» Your task: Pick up the business news roundup on Tony Blair's advisory role and American Needle's case against the NFL, and keep writing from its last sentence on.

» Source extract:
--------------------------------

From PM to VC. The clean tech companies in Vinod Khosla's portfolio will now have the benefit of Britain's former prime minister's counsel, according to the San Jose Mercury News. The venture capital firm that dug $1.1 billion into clean tech and IT companies late last year announced yesterday that Tony Blair would be joining Khosla Ventures as a senior adviser. Don Runckle, CEO of EcoMotors, one of Khosla's investments which makes energy efficient internal combustion engines, remarked, "Tony Blair is a known quantity in policy and political circles, he has a lot of passion, and he can give us good guidance."
How one company took on the NFL and won. Illinois-based American Needle, a company that dates back to 1918, had been producing NFL-licensed caps and apparel for nearly 20 years. All that changed, however, in 2001 when the NFL awarded an exclusive contract to Reebok. As the Chicago Tribune reports, sales of NFL gear represented nearly 25 percent of American Needle's annual sales. The family-owned business sued the NFL claiming they restricted competition and violated antitrust laws by acting as one entity rather than 32 independently-owned teams. Yesterday, the Supreme Court ruled unanimously in favor of American Needle, a ruling with significant ramifications for other sports ventures. As Justice John Paul Stevens wrote in his decision, "Decisions by NFL teams to license their separately-owned trademarks collectively and to only one vendor are decisions that deprive the marketplace of...actual or potential competition."

--------------------------------

» Provided material:
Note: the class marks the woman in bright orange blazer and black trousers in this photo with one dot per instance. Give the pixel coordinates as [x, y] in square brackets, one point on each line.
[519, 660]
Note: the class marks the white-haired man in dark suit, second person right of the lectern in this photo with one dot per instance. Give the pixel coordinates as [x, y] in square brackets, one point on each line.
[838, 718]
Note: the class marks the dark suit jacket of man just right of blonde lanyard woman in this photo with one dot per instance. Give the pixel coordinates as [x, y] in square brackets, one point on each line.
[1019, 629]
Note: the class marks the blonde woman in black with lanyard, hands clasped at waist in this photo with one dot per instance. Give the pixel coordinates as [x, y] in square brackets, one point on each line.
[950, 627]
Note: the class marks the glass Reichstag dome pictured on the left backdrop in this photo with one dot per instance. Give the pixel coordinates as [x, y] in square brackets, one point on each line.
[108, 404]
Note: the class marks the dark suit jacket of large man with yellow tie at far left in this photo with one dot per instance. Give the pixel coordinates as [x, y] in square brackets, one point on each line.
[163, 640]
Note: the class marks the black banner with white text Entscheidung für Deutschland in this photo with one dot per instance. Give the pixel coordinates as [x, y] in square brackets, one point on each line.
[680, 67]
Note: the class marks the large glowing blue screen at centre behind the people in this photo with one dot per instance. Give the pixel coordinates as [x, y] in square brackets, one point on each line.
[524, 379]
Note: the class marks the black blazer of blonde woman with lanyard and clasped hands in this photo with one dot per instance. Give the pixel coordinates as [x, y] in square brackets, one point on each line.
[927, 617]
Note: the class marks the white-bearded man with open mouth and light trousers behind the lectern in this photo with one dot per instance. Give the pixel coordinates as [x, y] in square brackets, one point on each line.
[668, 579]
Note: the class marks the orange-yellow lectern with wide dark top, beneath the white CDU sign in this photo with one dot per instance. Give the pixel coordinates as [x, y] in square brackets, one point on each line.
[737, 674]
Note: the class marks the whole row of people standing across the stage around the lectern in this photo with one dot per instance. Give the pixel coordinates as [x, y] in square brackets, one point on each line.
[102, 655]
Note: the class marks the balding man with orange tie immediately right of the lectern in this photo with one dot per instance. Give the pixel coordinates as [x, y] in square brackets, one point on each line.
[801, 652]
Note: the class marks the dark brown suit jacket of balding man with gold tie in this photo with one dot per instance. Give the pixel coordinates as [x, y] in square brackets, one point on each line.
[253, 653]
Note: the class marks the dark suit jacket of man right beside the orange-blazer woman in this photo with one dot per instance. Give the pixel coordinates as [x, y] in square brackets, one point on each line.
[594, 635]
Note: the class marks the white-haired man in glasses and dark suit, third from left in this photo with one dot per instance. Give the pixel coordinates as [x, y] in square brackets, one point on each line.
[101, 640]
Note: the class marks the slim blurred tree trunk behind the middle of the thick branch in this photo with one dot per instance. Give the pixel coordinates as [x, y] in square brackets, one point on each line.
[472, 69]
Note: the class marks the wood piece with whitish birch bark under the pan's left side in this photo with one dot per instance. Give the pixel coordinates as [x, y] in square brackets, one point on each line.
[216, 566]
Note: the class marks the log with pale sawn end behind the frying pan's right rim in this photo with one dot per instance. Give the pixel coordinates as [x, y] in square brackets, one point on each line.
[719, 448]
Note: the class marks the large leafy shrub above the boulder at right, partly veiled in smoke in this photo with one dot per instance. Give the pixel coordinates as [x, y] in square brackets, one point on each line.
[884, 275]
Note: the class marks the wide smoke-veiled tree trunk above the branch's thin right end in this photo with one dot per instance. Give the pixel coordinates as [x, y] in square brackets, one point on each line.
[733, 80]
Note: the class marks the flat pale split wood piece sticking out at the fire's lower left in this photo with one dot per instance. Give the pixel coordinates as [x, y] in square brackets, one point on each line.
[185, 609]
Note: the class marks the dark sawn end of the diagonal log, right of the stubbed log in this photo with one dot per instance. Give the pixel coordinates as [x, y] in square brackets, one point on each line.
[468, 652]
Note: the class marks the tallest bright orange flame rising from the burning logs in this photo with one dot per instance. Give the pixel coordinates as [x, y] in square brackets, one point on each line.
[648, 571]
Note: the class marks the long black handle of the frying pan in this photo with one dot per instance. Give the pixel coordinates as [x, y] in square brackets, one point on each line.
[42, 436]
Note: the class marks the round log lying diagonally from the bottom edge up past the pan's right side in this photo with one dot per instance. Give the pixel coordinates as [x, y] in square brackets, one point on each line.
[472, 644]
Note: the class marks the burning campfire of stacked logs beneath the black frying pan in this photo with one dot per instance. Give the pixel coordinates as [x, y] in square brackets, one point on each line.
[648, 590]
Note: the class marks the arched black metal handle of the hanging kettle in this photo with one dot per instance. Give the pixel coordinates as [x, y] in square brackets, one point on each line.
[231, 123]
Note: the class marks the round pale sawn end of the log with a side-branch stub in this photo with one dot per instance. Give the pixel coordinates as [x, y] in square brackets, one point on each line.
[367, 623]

--------------------------------

» Expected answer:
American businesses prepare for Chinese currency revaluation. Two years ago, we brought you the story of Mitch Free and his online marketplace MFG.com, which matches companies seeking manufactured parts with overseas manufacturers, many of them in China. Now, with a potential revaluation of the yuan in the near future, businesses like the ones who source parts through MFG.com need to start planning for the possibility of increased costs, The Wall Street Journal reports. "Businesses need to do a sensitivity analysis to know the impact on the organization if the currency moves 1%, 5%, or 20%," a risk management executive told the paper.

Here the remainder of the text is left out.